**TAREAS**
(a) En el texto sobre la reforma del impuesto sobre la renta, ¿qué carga impositiva pretende trasladar el proyecto estadounidense de los particulares a las empresas?
(b) Enumera los grupos de contribuyentes que el texto sobre la reforma del impuesto sobre la renta nombra al explicar a quién afecta el proyecto de Estados Unidos.

**BLOQUE DE TEXTO**
----

La reforma del impuesto sobre la renta

DESDE HACE unos meses, y especialmente desde el inicio del verano, asistimos a una ofensiva de artículos y declaraciones cuyo denominador común consiste en propugnar una reforma radical del impuesto sobre la renta de las personas físicas. El fenómeno reviste dos características peculiares: la primera de ellas consiste en que los principales valedores de las tesis de reforma son precisamente los padres del actual impuesto sobre la renta, a cuya implantación contribuyeron decisivamente hace apenas unos años; la segunda consiste en la poca polémica que han suscitado en nuestro país las nuevas tesis, inspiradas por la reforma fiscal de Reagan en Estados Unidos. La Administración calla, esperando tal vez que el silencio ahogue, como tantas otras veces, todo aquello que puede perturbar el complejo discurrir del engranaje burocrático.Y, sin embargo, el tema bien merece un debate a fondo. En Estados Unidos, el proyecto de reforma fiscal que ahora se encuentra en el Senado ha sido debatido ampliamente en la Administración y en los medios especiálizados. A diferencia de lo que se propone ahora en España, el proyecto aborda no sólo la fiscalidad sobre los particulares sino también el impuesto de sociedades. Globalmente se pretende transferir una carga impositiva del orden de los 120.000 millones de dólares desde los particulares hasta las empresas, que no se verán afectadas por igual; en general las industrias modernas, poco consumidoras de capital, se verán beneficiadas mientras que las más antiguas, como la siderurgia, por ejemplo, pagarán más impuestos.

----

(Filas de un conjunto de datos de señalamiento)
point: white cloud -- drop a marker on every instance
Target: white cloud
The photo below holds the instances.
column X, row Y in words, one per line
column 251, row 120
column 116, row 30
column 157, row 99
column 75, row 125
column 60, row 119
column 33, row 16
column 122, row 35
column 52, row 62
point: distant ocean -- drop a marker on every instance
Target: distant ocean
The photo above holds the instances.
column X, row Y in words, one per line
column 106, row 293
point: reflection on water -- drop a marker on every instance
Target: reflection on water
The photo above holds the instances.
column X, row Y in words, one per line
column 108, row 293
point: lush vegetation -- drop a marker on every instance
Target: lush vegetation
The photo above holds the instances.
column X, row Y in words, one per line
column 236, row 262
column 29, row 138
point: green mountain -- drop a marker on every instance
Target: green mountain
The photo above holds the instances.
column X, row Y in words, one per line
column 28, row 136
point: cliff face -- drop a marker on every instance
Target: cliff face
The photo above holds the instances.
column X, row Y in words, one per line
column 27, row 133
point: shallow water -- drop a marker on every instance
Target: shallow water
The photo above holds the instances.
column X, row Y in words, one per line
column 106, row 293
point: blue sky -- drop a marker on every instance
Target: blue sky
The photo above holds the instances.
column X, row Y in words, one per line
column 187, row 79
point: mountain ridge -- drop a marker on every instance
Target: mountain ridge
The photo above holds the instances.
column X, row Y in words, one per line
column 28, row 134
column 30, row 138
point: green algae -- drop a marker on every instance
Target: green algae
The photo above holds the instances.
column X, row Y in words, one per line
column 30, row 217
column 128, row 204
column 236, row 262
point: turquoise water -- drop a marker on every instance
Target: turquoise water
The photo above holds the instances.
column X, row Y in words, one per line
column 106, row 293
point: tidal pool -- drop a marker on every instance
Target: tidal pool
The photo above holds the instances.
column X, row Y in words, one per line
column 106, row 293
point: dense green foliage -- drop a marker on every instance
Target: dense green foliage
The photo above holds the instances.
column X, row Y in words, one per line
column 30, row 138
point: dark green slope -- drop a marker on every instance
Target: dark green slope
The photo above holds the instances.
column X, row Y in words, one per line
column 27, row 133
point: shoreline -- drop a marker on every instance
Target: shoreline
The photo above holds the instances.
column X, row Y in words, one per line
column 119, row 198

----

**SOLUCIONES POR TAREA**
(a) Una carga del orden de los 120.000 millones de dólares.

(b)
- Los particulares
- Las empresas
- Las industrias modernas, poco consumidoras de capital
- Las industrias más antiguas, como la siderurgia